> What is asked: Count the lines in the rows below that contain "football", treating uppercase and lowercase as different, and reply with the number alone.

> Listing:
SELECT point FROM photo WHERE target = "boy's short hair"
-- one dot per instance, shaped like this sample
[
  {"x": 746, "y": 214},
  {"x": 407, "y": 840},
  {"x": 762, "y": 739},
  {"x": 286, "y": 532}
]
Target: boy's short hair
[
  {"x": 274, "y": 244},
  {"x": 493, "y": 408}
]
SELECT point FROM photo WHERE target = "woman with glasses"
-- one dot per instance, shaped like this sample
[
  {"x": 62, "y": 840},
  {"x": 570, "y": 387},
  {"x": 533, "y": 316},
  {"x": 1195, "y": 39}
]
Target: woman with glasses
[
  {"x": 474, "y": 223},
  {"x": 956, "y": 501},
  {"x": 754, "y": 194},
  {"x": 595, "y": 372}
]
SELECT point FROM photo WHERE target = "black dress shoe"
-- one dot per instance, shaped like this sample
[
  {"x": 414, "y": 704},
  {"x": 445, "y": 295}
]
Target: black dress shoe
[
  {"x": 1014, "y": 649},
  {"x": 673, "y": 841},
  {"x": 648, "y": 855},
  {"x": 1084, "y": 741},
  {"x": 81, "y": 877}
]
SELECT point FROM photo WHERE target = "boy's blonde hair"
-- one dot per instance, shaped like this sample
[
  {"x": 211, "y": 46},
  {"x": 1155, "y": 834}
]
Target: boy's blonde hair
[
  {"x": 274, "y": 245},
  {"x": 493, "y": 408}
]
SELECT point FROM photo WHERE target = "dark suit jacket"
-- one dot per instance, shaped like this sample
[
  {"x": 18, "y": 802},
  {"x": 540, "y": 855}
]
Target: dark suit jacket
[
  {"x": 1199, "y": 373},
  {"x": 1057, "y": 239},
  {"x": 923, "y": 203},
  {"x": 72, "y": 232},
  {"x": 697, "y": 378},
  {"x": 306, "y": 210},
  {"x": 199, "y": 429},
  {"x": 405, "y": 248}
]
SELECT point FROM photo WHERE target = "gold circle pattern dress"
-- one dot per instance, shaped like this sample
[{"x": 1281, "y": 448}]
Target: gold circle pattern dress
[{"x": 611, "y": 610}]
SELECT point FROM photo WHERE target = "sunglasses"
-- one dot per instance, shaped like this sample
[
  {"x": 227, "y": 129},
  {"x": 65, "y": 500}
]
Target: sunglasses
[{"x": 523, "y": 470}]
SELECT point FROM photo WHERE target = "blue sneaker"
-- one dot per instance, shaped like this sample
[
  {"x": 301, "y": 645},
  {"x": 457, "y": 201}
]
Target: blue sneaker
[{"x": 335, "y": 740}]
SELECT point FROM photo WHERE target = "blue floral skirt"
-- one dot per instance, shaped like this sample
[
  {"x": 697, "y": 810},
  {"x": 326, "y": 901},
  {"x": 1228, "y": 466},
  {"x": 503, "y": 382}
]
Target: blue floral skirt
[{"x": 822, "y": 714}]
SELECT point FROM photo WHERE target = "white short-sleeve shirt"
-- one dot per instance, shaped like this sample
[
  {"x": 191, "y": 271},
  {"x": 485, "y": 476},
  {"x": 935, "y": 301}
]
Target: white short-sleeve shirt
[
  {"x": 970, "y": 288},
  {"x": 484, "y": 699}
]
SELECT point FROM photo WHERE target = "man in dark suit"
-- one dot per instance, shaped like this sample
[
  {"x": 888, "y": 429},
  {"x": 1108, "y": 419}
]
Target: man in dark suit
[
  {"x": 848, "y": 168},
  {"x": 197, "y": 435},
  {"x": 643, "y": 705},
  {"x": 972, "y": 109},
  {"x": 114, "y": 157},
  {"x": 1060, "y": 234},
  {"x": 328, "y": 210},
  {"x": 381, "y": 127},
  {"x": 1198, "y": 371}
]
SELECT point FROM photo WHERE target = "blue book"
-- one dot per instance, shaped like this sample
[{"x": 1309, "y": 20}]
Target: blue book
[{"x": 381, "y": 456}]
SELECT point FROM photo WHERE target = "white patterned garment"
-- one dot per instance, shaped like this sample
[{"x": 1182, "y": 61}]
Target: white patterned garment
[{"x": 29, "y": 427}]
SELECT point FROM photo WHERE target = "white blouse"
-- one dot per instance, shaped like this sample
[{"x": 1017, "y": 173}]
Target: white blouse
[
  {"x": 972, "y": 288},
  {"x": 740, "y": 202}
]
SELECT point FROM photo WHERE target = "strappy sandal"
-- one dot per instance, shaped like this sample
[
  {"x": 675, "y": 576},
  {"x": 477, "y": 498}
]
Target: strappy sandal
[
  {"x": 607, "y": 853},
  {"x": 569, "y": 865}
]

...

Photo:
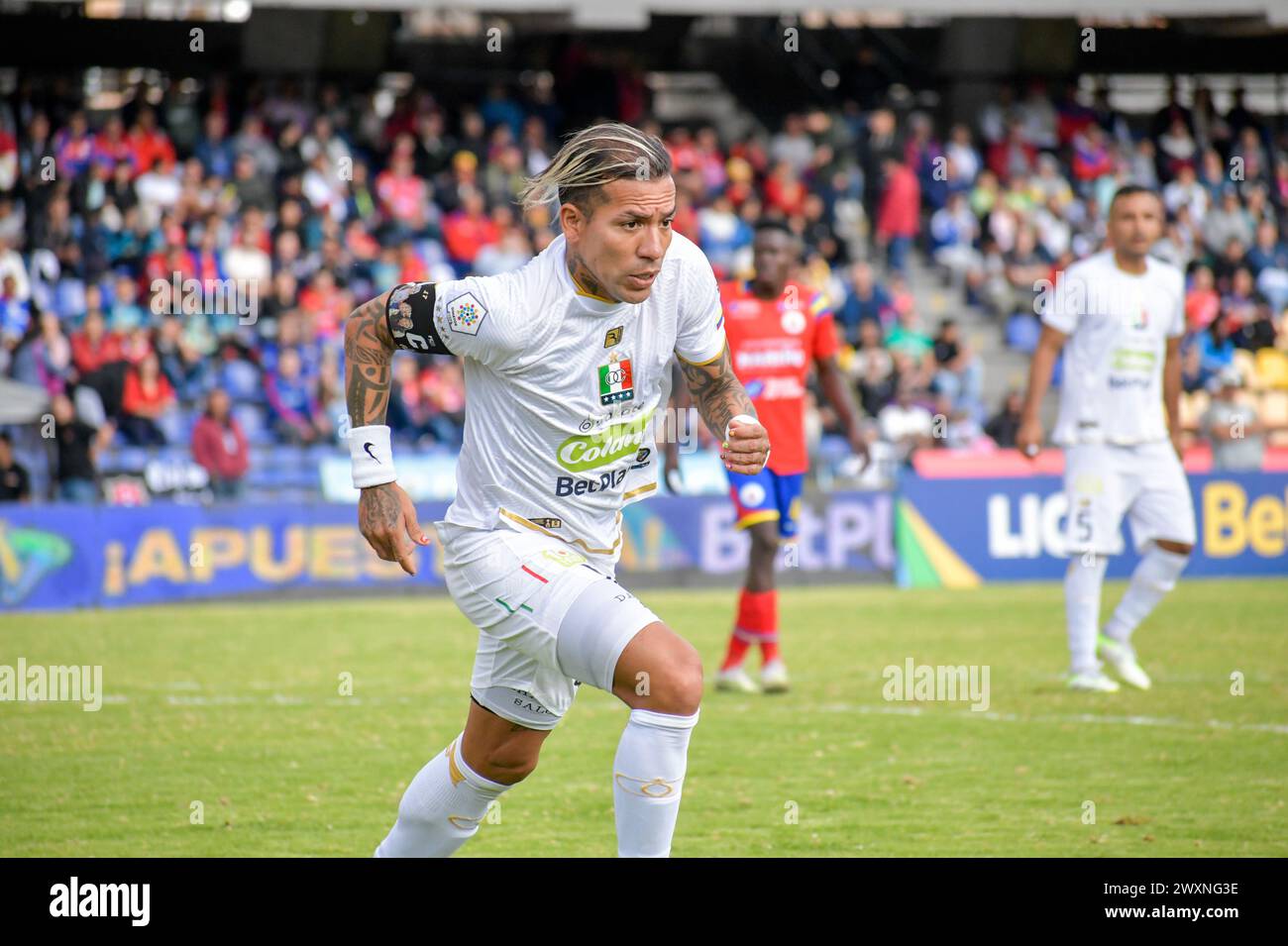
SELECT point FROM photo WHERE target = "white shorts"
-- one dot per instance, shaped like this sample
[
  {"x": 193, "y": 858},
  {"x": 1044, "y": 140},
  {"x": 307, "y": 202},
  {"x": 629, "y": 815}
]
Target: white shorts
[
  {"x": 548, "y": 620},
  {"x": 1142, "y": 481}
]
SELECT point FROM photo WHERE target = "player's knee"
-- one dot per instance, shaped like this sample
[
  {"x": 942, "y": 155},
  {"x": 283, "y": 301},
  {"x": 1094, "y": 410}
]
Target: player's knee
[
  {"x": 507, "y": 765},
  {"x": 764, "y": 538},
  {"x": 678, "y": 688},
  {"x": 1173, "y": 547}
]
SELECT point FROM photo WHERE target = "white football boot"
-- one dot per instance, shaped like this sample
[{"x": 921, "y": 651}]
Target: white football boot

> Task output: 2